Items listed in a dataset
Start

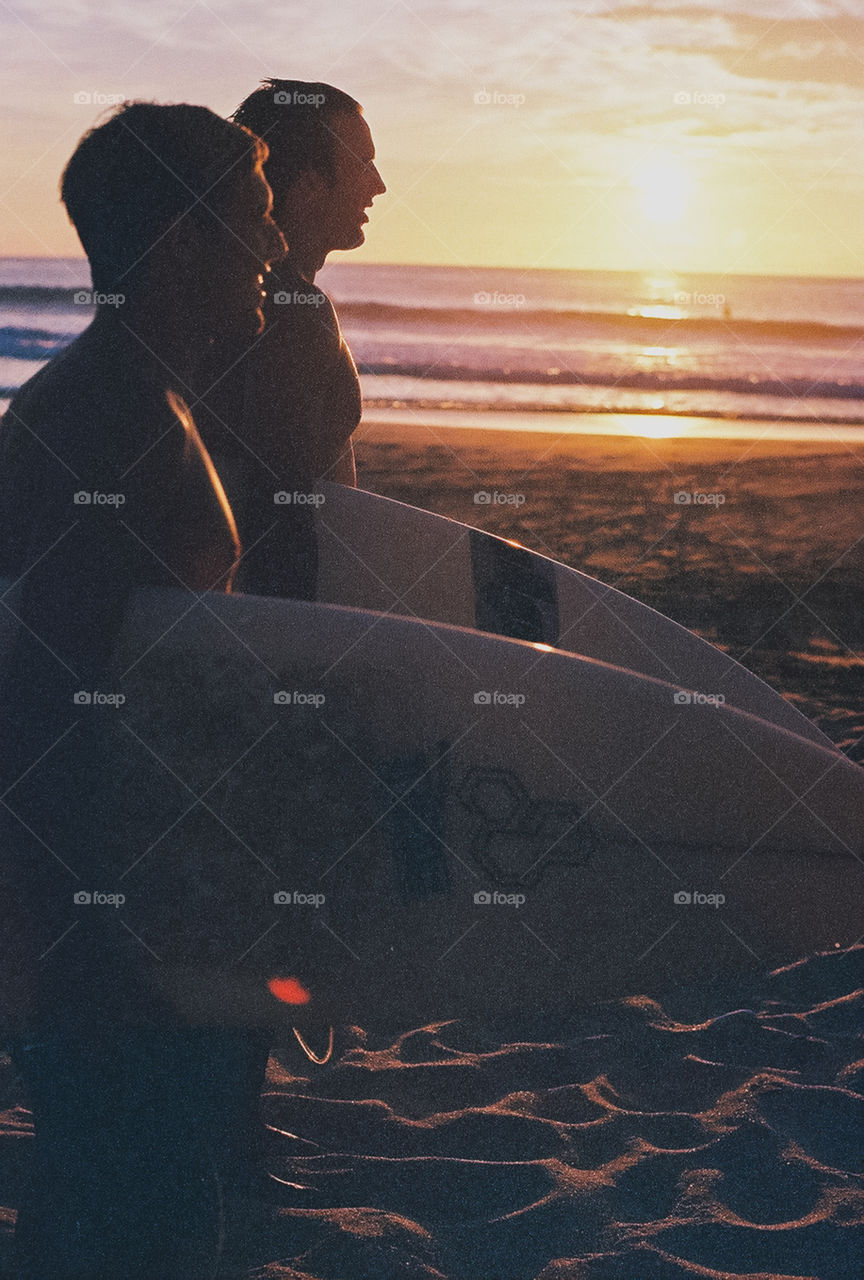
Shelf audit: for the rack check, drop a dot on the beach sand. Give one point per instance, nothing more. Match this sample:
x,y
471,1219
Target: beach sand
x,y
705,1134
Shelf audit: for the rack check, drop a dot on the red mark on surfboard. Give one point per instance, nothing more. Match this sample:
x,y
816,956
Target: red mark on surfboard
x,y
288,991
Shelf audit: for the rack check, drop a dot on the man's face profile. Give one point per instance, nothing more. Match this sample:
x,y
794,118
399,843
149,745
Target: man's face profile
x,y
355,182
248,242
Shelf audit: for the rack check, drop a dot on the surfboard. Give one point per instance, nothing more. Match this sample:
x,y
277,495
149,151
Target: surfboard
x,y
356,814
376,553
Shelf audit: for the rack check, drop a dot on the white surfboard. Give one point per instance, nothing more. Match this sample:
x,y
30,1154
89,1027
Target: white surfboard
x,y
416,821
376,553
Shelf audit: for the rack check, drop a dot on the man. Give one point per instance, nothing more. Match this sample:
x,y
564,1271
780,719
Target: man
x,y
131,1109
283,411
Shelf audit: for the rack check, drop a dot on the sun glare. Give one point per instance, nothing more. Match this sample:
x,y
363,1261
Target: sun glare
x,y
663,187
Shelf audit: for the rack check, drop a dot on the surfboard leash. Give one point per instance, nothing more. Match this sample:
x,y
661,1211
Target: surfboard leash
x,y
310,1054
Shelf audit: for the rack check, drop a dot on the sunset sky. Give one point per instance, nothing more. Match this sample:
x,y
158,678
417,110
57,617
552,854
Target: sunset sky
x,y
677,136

End
Start

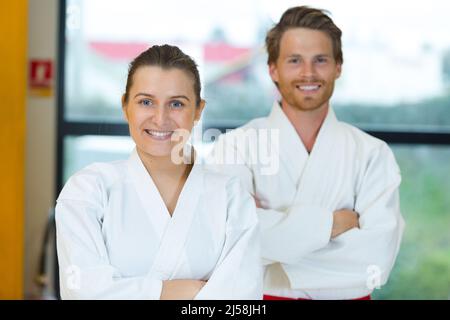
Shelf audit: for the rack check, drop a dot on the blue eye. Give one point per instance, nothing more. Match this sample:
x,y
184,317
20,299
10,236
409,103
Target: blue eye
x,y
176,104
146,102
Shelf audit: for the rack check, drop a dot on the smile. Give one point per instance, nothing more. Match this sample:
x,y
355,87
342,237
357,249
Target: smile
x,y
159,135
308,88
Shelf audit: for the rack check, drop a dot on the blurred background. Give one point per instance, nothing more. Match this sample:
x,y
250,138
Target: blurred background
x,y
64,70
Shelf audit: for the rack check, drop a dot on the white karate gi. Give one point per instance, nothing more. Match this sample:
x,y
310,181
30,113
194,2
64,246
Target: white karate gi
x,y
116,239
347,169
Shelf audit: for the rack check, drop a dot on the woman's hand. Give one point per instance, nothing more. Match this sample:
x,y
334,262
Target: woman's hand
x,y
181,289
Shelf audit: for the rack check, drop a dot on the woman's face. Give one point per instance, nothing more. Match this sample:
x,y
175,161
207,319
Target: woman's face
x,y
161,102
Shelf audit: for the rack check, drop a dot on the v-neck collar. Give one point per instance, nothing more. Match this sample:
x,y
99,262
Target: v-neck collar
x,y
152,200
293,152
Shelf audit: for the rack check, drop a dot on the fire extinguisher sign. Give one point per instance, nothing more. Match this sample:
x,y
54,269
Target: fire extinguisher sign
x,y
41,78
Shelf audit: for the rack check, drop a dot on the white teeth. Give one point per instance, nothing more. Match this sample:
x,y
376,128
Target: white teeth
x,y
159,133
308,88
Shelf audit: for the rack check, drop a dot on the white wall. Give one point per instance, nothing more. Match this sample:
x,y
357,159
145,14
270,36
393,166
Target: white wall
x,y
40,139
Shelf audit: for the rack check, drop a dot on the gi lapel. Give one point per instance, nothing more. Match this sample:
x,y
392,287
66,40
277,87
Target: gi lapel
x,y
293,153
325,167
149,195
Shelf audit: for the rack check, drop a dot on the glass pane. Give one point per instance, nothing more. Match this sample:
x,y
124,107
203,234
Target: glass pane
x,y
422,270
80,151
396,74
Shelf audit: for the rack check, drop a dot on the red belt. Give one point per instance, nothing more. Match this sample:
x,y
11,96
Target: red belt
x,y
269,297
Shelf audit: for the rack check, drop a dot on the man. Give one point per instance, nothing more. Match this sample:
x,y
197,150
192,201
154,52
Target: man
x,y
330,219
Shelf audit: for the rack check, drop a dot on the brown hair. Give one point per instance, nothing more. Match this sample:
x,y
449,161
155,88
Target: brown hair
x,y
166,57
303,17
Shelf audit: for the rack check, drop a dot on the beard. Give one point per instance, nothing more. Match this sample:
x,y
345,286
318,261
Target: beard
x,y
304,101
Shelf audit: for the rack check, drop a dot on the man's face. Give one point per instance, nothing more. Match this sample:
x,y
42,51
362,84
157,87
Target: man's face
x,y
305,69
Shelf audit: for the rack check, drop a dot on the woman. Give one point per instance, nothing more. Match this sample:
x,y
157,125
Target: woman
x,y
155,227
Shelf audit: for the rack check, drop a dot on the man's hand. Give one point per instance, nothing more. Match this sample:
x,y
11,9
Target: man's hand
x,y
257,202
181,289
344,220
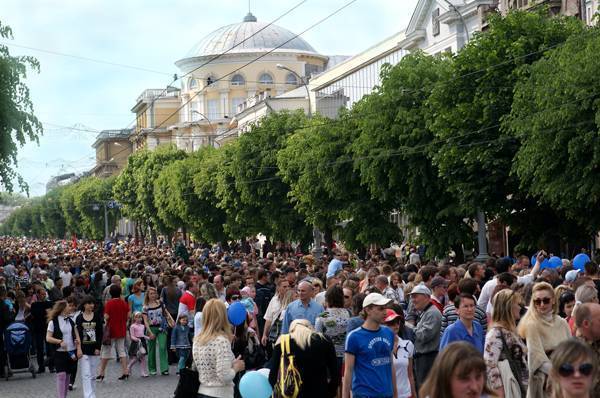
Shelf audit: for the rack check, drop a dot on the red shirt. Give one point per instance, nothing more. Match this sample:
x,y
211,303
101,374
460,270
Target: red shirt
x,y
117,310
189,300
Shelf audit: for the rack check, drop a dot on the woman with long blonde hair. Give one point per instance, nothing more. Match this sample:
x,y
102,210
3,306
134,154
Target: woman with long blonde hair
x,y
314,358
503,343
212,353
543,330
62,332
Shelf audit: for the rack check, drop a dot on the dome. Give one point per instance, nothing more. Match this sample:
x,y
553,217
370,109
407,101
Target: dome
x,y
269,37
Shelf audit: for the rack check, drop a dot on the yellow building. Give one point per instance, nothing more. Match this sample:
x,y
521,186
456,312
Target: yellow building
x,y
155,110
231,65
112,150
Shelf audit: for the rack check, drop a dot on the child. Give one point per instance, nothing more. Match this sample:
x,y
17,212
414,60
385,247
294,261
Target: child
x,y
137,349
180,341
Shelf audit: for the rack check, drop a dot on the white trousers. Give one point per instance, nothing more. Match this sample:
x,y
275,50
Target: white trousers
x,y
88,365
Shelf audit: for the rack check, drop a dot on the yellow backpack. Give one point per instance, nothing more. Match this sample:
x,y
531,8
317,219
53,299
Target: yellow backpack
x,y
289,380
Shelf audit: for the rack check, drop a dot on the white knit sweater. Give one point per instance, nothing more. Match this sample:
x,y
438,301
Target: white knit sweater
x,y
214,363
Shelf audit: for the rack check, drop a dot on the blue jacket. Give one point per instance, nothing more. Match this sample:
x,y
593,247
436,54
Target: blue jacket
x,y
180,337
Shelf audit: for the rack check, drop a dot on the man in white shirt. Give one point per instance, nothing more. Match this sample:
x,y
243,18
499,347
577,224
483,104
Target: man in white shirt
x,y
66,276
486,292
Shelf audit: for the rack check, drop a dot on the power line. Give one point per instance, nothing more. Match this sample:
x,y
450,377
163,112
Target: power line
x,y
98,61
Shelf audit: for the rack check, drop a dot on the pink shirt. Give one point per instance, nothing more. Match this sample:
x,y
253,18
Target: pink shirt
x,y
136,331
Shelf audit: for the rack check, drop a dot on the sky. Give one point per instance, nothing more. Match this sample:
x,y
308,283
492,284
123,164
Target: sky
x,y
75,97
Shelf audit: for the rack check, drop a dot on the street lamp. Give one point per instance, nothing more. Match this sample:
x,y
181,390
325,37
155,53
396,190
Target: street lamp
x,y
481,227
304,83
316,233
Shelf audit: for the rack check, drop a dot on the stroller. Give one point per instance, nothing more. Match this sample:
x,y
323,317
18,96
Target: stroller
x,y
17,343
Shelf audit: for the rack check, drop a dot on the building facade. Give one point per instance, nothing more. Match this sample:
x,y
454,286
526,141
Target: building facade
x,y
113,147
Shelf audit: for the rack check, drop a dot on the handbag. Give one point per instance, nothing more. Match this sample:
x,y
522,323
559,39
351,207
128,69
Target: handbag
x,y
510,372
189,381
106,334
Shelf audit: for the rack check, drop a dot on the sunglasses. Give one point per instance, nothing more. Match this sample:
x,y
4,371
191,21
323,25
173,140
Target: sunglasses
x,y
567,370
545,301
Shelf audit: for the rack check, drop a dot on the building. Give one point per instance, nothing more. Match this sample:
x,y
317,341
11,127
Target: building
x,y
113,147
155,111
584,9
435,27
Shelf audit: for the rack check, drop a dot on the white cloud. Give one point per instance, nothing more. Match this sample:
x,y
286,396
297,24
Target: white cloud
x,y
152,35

End

PROBLEM TO SOLVE
Please extract every line of the data above that contains the string "sand". Case counts.

COMPLETE OUTPUT
Shelf audit: for the rack check, drop a dot on the beach sand. Give one point per instance, nothing more. Match this sample:
Target: beach sand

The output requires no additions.